* Prompt
Rewrite all the records below with every "keypoint" changed to "point" and nothing else altered, and omit the pictures.

* Data shown
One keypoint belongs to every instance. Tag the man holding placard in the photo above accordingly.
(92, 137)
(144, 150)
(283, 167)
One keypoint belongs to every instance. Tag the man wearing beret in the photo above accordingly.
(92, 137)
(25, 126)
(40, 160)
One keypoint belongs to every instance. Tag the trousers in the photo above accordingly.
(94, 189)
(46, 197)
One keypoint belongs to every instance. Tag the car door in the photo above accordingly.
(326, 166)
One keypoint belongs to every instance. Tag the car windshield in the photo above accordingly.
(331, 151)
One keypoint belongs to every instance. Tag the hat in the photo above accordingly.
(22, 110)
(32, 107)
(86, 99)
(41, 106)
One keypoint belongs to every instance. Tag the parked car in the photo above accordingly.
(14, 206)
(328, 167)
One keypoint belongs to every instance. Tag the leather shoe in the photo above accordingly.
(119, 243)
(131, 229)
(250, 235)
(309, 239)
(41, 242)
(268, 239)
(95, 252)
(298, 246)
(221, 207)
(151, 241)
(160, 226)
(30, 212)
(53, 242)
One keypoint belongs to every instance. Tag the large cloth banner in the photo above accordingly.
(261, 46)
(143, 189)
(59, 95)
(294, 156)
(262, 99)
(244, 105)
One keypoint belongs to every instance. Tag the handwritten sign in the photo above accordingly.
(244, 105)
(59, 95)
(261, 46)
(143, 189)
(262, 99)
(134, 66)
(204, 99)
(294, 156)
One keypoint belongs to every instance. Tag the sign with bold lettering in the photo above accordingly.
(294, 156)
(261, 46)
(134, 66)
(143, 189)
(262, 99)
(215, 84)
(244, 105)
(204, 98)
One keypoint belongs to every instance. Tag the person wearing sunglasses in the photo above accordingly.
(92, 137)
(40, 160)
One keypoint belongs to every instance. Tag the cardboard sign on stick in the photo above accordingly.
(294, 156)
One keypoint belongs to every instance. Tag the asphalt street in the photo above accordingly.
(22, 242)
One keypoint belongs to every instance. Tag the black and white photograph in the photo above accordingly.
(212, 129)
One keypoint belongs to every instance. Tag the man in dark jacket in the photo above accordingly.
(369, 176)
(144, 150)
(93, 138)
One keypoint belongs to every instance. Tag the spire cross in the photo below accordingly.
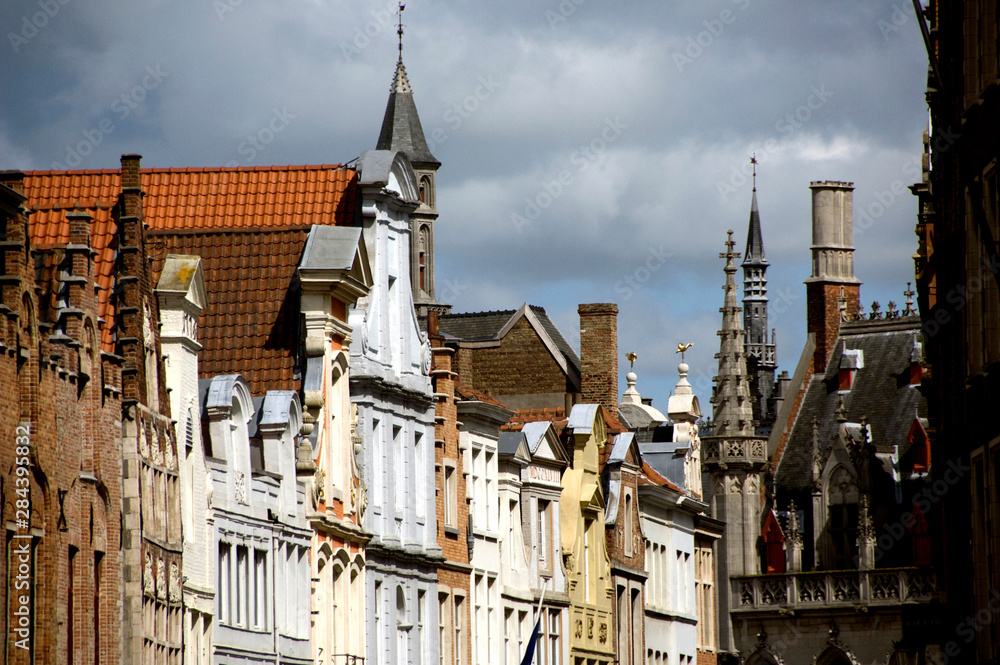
(399, 29)
(729, 255)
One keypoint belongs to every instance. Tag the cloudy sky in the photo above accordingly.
(591, 151)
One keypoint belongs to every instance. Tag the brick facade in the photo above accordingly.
(599, 355)
(452, 530)
(823, 316)
(67, 406)
(519, 364)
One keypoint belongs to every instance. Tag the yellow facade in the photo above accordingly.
(588, 566)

* Solution below
One point belongs to every instance. Tag the man holding placard in the photo above accordingly.
(92, 137)
(144, 150)
(283, 167)
One point belongs to every instance. Tag the man wearing beret in the photo above accordingly.
(92, 137)
(25, 126)
(40, 160)
One point belongs to every instance. Tag the trousers in the photo above accordingly.
(94, 189)
(46, 197)
One point belongs to every instance. Tag the car door in the photo above accordingly.
(326, 166)
One point belongs to every instance. Tag the car windshield in the photo above accordingly.
(331, 151)
One point belongs to every instance. Tag the hat in the photo above accordingly.
(22, 110)
(32, 107)
(86, 99)
(41, 106)
One point belongs to every instance. Tag the parked car in the photo above accordingly.
(14, 206)
(328, 167)
One point belongs to every instance. Tag the leather shoe in the photo above accordingly.
(119, 243)
(131, 229)
(250, 235)
(309, 239)
(41, 242)
(268, 239)
(95, 252)
(298, 246)
(221, 207)
(151, 241)
(160, 226)
(30, 212)
(53, 242)
One point belongs to every instance. Tag the large cloth banner in the photo above accordingly.
(261, 46)
(143, 189)
(59, 95)
(294, 156)
(262, 99)
(244, 105)
One point belongs to every instance. Tag the handwritten sign in the photo above accordingly.
(244, 105)
(59, 95)
(261, 46)
(143, 189)
(262, 99)
(134, 66)
(204, 99)
(294, 156)
One point belongs to every instance. Tag the sign with bold lettering in the photo above accordingly.
(294, 156)
(261, 46)
(134, 66)
(143, 189)
(262, 99)
(215, 84)
(244, 105)
(204, 98)
One point belongs to every instance. Tag the person wearing sunglasses in the photo above accordingly.
(92, 137)
(40, 160)
One point belongs to every instance. Tag the cardboard sign on stick in the photo above accordingly.
(294, 156)
One point belongs to every instance. Tag the asphalt street in the photo above accordingly.
(22, 242)
One point belongs to every instance. Tag the black and white photograph in the photo above accordingly.
(212, 129)
One point belongs to every instance. Tag the man in dark jacket in the photo above accordingly.
(369, 176)
(144, 150)
(93, 138)
One point belongs to every instance. Tag the spire cross in the photo below accordingly.
(399, 29)
(729, 255)
One point belongs to every instance. Tag the cloudy sky in the photo above accordingly.
(591, 151)
One point belongs to every instance. Tag the brick facade in the photo above accordingly.
(599, 355)
(452, 530)
(823, 316)
(67, 406)
(519, 364)
One point belongs to every instance. Tag the yellow facade in the photo above accordingly.
(588, 566)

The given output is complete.